begin
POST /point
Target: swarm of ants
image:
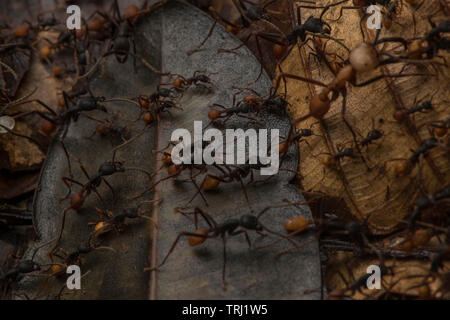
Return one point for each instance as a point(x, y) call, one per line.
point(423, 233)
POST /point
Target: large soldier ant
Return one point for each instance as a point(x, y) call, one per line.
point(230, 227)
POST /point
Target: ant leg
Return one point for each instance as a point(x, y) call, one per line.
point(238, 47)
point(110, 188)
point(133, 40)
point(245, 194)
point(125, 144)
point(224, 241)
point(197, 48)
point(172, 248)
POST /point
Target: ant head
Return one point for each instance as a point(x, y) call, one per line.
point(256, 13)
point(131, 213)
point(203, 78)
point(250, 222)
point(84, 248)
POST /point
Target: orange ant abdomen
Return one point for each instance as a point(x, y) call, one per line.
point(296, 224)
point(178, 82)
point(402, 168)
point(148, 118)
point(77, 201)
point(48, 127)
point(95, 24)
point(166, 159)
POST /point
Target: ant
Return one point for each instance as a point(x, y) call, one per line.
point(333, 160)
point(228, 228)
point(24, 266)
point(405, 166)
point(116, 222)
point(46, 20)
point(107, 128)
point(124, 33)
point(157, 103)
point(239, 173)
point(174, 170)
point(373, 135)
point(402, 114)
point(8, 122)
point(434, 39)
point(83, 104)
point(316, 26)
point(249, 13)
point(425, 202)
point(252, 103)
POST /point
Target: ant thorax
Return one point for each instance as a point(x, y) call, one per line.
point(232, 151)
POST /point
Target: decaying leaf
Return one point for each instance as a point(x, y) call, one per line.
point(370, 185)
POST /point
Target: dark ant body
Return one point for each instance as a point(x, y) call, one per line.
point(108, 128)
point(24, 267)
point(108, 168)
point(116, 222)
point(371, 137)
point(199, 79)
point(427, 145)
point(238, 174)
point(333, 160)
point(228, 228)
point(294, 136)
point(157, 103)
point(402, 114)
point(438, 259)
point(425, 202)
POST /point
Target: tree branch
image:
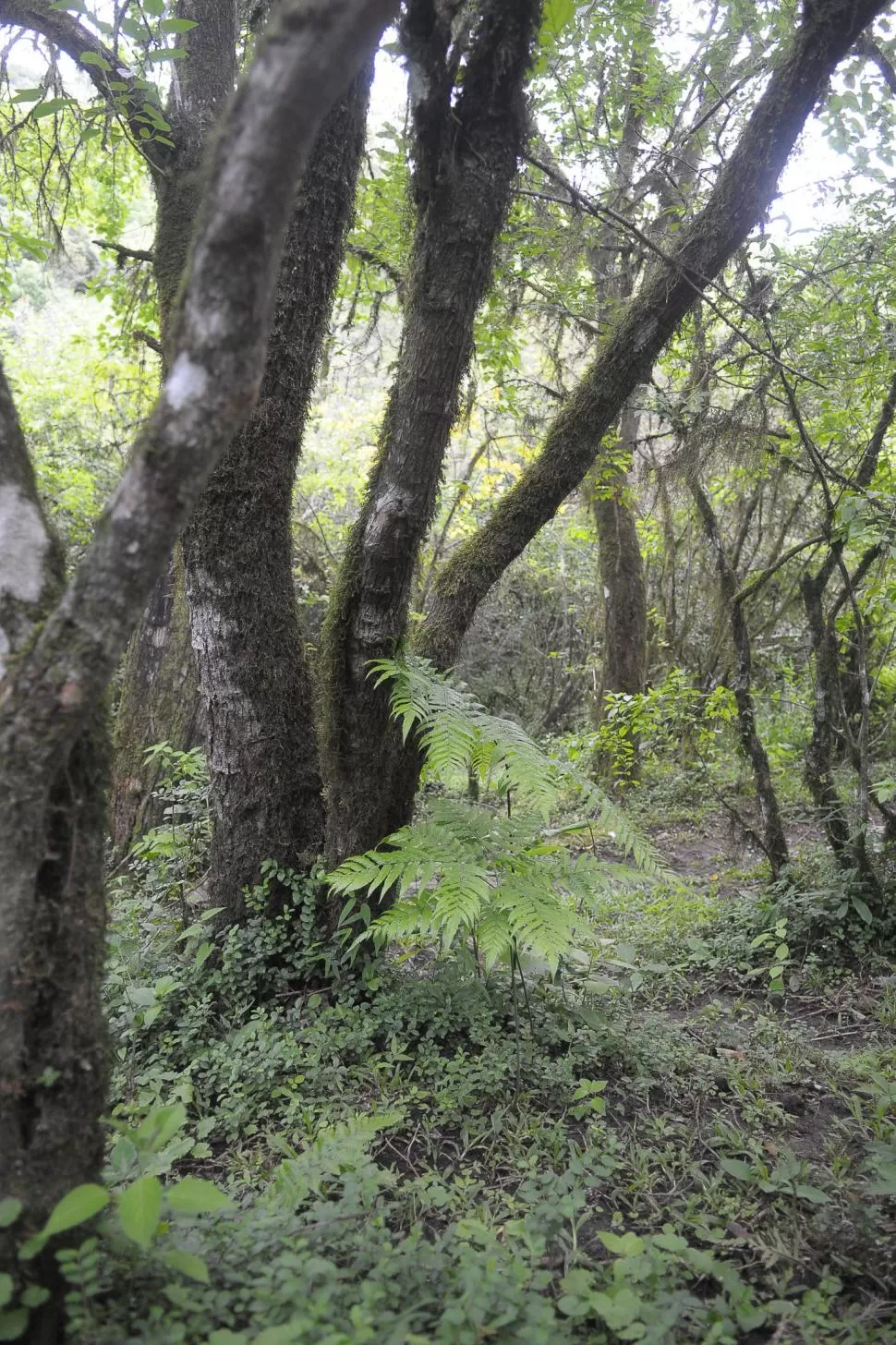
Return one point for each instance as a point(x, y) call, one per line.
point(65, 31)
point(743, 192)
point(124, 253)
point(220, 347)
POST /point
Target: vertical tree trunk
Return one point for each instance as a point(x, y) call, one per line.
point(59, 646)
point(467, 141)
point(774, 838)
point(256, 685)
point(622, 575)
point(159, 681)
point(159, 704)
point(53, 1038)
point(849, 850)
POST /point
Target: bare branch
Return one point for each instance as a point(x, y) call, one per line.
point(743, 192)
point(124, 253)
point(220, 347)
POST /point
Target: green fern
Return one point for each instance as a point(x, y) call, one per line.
end
begin
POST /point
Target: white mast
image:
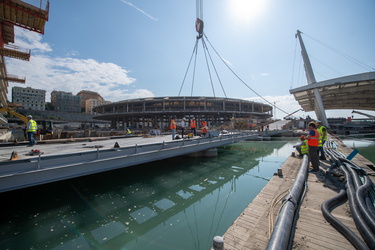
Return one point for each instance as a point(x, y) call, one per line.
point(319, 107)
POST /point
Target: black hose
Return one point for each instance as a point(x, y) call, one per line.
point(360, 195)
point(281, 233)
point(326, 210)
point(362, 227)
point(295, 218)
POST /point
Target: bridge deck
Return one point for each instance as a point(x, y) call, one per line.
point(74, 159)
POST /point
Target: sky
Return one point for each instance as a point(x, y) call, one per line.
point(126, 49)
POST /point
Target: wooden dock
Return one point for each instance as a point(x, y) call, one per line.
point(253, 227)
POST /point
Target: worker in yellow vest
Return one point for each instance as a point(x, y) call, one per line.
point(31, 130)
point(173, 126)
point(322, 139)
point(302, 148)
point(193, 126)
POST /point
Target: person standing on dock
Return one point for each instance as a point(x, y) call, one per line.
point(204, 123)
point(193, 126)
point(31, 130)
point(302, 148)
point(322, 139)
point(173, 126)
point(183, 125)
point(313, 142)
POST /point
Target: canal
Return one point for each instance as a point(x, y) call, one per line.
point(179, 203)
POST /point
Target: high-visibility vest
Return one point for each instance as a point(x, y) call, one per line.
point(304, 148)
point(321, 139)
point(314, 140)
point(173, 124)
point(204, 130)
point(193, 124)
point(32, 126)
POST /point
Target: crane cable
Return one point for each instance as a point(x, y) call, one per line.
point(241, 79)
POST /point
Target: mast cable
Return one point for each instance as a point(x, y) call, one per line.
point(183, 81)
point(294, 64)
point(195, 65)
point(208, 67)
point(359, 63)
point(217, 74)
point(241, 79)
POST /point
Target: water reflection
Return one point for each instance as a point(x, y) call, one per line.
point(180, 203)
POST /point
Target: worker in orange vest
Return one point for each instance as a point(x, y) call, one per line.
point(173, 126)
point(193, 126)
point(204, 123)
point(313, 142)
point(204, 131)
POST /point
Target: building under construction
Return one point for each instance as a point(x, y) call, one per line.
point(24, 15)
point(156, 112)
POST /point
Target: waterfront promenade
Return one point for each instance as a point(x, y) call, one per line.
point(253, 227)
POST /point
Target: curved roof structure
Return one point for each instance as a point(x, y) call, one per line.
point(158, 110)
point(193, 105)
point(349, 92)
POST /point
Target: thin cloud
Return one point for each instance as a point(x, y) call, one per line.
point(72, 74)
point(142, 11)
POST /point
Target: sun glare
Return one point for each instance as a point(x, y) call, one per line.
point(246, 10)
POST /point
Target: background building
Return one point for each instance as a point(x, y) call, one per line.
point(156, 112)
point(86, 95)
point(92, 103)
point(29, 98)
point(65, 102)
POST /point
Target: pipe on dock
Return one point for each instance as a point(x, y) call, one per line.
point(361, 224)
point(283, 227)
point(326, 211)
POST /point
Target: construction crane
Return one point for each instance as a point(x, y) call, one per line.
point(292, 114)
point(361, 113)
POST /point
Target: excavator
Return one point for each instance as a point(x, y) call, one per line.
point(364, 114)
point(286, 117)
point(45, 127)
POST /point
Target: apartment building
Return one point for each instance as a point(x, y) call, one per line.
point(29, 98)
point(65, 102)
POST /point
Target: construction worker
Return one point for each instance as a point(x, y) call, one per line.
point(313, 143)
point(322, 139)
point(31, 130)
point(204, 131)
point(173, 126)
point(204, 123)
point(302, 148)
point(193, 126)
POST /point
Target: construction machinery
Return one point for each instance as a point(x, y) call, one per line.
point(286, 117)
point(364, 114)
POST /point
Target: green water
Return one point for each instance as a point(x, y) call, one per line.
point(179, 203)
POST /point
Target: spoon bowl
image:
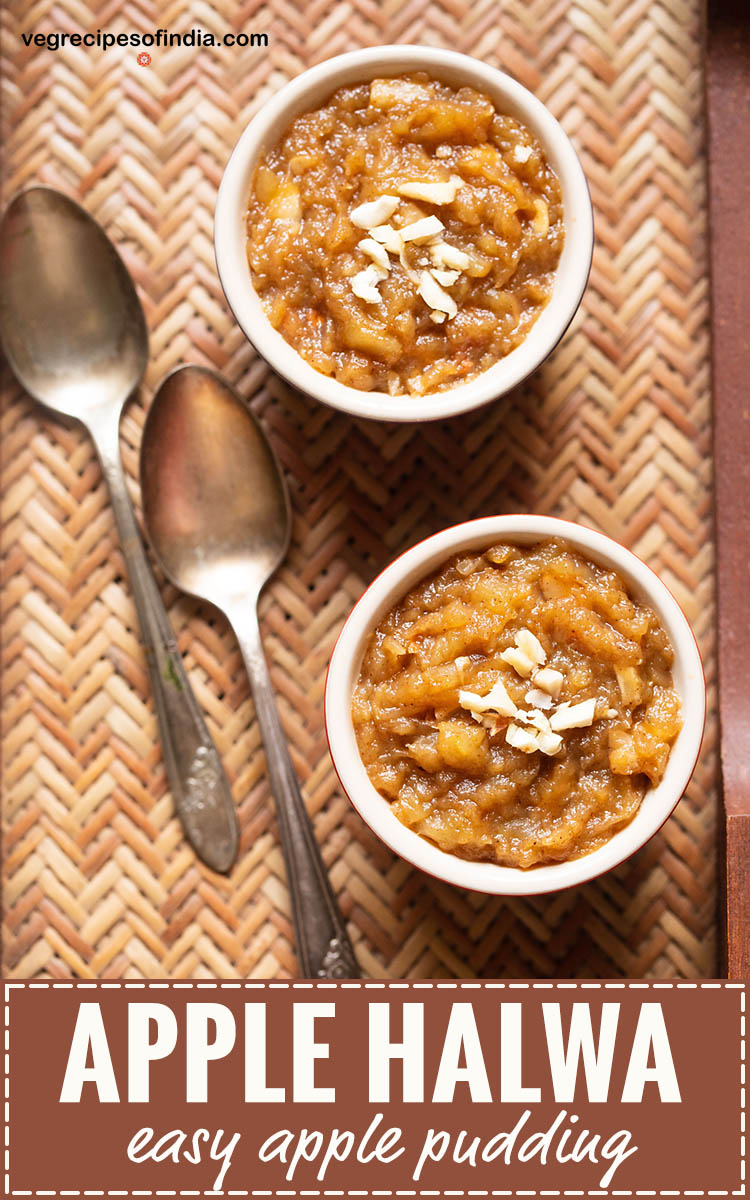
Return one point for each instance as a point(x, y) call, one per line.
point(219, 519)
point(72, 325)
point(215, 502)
end
begin
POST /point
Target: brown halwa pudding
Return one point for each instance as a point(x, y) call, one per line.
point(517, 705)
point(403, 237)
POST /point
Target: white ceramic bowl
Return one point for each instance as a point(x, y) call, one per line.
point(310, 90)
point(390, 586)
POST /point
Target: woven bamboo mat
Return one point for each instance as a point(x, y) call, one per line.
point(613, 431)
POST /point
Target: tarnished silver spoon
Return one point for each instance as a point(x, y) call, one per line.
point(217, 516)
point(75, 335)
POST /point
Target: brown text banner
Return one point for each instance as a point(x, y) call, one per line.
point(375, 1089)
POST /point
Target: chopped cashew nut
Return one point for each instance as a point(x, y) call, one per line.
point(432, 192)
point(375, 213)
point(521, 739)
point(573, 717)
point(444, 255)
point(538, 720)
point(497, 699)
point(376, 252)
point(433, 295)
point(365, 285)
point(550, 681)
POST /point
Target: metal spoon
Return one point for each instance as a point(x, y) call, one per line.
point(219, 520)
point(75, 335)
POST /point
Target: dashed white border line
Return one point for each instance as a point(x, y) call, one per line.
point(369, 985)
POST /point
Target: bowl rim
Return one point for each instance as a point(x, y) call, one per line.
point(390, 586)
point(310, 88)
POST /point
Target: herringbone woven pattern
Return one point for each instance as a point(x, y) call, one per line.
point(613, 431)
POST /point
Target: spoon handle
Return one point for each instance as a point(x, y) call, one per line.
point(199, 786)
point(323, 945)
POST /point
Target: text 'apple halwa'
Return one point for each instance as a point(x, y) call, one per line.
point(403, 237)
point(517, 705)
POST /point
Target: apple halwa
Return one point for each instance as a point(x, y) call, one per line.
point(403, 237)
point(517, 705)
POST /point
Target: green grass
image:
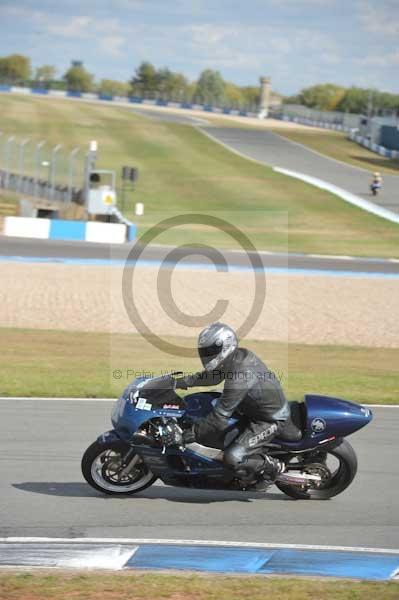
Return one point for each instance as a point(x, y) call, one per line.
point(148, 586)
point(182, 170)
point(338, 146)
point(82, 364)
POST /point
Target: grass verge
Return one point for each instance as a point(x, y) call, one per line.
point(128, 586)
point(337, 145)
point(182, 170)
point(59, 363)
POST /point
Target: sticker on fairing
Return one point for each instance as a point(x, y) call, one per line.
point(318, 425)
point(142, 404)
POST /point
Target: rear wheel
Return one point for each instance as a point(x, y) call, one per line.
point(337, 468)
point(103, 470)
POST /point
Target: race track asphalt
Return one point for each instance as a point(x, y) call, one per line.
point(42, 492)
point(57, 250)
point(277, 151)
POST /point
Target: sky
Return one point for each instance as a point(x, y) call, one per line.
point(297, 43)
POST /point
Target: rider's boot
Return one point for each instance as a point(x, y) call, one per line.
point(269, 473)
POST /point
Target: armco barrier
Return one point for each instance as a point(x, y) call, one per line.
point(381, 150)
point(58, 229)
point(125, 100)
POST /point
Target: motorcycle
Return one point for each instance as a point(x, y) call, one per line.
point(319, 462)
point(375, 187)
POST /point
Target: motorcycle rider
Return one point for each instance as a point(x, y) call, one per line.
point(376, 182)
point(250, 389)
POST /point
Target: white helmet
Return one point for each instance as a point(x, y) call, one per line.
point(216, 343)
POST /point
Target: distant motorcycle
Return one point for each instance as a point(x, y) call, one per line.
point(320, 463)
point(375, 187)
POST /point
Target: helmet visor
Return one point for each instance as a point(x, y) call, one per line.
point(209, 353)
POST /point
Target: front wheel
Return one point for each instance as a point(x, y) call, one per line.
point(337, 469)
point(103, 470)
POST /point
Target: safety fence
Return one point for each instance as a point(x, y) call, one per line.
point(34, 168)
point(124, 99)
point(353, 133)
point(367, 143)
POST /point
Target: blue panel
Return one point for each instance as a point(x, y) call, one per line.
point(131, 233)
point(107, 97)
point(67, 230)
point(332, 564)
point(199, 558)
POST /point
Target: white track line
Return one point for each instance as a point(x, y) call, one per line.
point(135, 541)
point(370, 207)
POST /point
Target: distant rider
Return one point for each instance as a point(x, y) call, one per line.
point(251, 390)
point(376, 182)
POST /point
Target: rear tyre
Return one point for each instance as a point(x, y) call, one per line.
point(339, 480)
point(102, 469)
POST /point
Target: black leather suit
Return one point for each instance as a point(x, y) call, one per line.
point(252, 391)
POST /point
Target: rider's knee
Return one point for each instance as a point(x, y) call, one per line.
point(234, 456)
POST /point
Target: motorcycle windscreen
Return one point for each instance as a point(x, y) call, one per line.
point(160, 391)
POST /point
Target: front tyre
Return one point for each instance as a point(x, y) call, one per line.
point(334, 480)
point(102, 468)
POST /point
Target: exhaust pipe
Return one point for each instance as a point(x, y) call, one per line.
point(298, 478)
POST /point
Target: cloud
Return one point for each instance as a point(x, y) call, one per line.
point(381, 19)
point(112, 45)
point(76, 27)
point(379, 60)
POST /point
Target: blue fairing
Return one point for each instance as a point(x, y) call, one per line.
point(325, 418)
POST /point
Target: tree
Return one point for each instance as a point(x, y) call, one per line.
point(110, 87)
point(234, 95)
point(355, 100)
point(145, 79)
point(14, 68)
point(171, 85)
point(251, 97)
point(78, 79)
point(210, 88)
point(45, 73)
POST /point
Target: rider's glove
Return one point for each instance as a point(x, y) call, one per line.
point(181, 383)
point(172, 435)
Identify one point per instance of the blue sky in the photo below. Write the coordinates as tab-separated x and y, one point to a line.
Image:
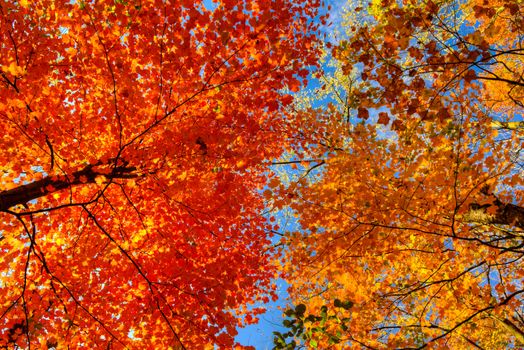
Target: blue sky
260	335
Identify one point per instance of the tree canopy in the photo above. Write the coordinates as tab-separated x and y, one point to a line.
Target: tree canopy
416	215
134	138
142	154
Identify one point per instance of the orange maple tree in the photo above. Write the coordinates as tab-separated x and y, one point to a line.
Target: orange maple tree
end
→ Directions: Show every line of the listing above that contains the string "tree", matching case exactly.

→ The solution:
Target: tree branch
Target: vertical tree trunk
Target: tree
Identify one point per instance of the tree canopy in the photo above. Write the coordinates as tab-separated x and y, one point to a line.
Target: tree canopy
Identify one point per instance of the orange maple tree in the photo above. Write the coordinates as tab-separated x and y, one point to a line.
Target: orange maple tree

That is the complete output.